EXERCISE A → Scale the records below from their start through the line containing "(1128, 311)", both lines included. Reproduce every line, requests as well, and multiply each point coordinate by 2.3, rounding to whole numbers with halves rounded up.
>> start TEXT
Harry Redknapp had sole responsibility for the Monaco bank account under the combined name of his dog and birth date, ‘Rosie 47’, into which money was paid by Milan Mandaric, Southwark Crown Court heard today.

Jurors were told that the only signature on records for the account at the centre of £189,000 ‘bung’ – or off-the-record bonus – allegations belonged to the Tottenham Hotspurs manager.

Giving evidence via videolink, David Cusdin, vice president of HSBC in Monaco between 2000 and 2005, said that he was aware Redknapp had visited the bank in 2002 to open a "non-advisory account" and confirmed that a client would have to be present to open it. He told the court: "In this case, it is a single person on the account…one signature on the account."

Cusdin added: "I was certainly aware of his visit – it was quite possible that I didn’t open the account, it was one of my team – but I was certainly aware of the visit".

He also said that co-defendant Mandaric, former chairman and owner of Portsmouth Football Club, likewise held an account at the bank and that they had met on several occasions, adding that: "Mr Mandaric, is a perfect gentleman… he would always ring prior to the visit".
>> end TEXT
>> start RAW DATA
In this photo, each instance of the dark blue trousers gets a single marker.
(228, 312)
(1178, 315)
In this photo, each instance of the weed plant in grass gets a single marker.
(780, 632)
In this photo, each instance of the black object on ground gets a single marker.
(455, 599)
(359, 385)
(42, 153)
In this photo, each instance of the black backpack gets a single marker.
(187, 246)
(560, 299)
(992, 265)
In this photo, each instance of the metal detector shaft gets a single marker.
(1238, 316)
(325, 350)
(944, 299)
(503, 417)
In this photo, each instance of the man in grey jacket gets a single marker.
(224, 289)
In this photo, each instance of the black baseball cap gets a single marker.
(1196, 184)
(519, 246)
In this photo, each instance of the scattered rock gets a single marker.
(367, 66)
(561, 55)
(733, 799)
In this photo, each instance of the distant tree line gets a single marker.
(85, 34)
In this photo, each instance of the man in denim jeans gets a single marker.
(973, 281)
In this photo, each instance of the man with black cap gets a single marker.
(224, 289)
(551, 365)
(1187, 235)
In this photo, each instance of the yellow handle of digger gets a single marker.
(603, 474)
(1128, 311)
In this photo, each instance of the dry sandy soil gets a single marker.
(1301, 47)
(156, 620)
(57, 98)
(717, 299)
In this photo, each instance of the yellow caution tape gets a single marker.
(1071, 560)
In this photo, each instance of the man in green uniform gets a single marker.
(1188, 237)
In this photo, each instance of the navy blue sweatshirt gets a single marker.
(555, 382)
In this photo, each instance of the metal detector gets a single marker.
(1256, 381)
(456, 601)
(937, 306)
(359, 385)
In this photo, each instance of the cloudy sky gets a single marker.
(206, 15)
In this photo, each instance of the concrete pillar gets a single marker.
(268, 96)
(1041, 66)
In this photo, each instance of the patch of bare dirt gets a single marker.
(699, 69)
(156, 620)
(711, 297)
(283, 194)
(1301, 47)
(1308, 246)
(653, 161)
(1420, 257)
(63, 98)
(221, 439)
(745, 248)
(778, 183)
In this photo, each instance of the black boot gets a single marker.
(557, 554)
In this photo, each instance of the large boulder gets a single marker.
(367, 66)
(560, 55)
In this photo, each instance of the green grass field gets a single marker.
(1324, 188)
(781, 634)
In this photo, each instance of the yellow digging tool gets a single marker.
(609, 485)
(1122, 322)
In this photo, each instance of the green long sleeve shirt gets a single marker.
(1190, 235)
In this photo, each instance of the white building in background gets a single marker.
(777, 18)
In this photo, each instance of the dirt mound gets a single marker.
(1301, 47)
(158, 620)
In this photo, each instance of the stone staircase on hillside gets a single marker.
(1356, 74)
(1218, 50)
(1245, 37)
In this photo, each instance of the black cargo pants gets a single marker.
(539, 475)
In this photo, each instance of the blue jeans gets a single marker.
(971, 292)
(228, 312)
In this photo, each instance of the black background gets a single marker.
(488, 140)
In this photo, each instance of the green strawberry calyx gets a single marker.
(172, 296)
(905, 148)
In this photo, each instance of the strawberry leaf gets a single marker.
>> end RAW DATA
EXERCISE B → Name every person identified by name in the court report above.

EXERCISE RESPONSE A →
In this photo, each instance of the dark blue trousers gets a single marker.
(524, 718)
(2709, 725)
In this photo, each instance of the weed plant in grass gets a single marker.
(1794, 1454)
In this photo, each instance of the black object on ground gets a single marker.
(1047, 1378)
(826, 886)
(97, 352)
In this photo, each instance of the black backpack gets a single marker.
(430, 566)
(1288, 688)
(2282, 610)
In this photo, each instance of the metal detector shaft gets a single marker.
(2847, 727)
(748, 805)
(2171, 688)
(1157, 959)
In this photo, each instance of the man in grey jacket gets a single marker.
(515, 665)
In this photo, each instance of the black baseball cap gets a single marker.
(2751, 423)
(1194, 566)
In this photo, each instance of the scattered rock gets a single marker.
(844, 152)
(1290, 127)
(1686, 1838)
In this photo, each instance of the distant tree line gets a single marker.
(196, 78)
In this photo, each instance of the man in denim jeans gets a single marker.
(2238, 646)
In this photo, each instance of the man with black cap gets a single marker.
(515, 665)
(1267, 840)
(2730, 541)
In this photo, each instance of the yellow handle of digger gets a single marker.
(1387, 1090)
(2594, 715)

EXERCISE RESPONSE B → Harry Redknapp, Milan Mandaric, David Cusdin